Please give the records below again, replacing "festival pennant" with "party bunting" and keeping everything else the same. Leave the pictures out.

--- The input ---

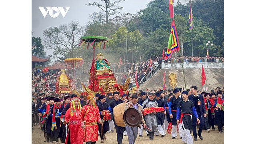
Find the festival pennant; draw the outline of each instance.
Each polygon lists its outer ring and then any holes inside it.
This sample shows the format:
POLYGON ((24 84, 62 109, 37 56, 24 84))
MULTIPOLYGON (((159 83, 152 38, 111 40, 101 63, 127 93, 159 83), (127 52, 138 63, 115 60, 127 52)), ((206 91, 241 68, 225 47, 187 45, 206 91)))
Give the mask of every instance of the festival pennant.
POLYGON ((190 30, 193 29, 193 15, 192 15, 192 7, 191 7, 191 0, 190 0, 190 7, 189 9, 189 28, 190 30))
POLYGON ((173 18, 174 12, 173 12, 173 0, 169 0, 169 9, 170 10, 170 17, 173 18))
POLYGON ((171 54, 174 53, 175 51, 178 52, 180 50, 179 40, 178 38, 178 34, 177 34, 174 20, 172 20, 171 27, 171 32, 169 37, 166 52, 167 56, 169 56, 171 54))
POLYGON ((204 66, 202 66, 202 86, 205 84, 205 80, 206 79, 206 77, 204 73, 204 66))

---

_The completed task_
Find the party bunting; draw the outline of each instance.
Each polygon lists its outer ring and then any holes inside it.
This sample shows the format:
POLYGON ((24 84, 62 109, 37 56, 24 84))
MULTIPOLYGON (((159 83, 152 38, 111 40, 101 63, 127 93, 159 83), (127 52, 138 63, 115 60, 127 52)), ((206 91, 241 68, 225 47, 187 45, 206 91)))
Give the mask of every instance of the party bunting.
POLYGON ((190 30, 193 29, 193 15, 192 15, 192 7, 191 7, 191 0, 190 0, 190 7, 189 9, 189 28, 190 30))
POLYGON ((173 18, 174 12, 173 12, 173 0, 169 0, 169 9, 170 10, 170 17, 173 18))
POLYGON ((171 54, 174 53, 175 51, 178 52, 180 50, 179 40, 178 38, 178 34, 177 34, 174 20, 172 20, 171 27, 171 32, 169 37, 166 52, 167 56, 169 56, 171 54))
POLYGON ((204 66, 202 66, 202 86, 205 84, 205 80, 206 79, 206 77, 204 73, 204 66))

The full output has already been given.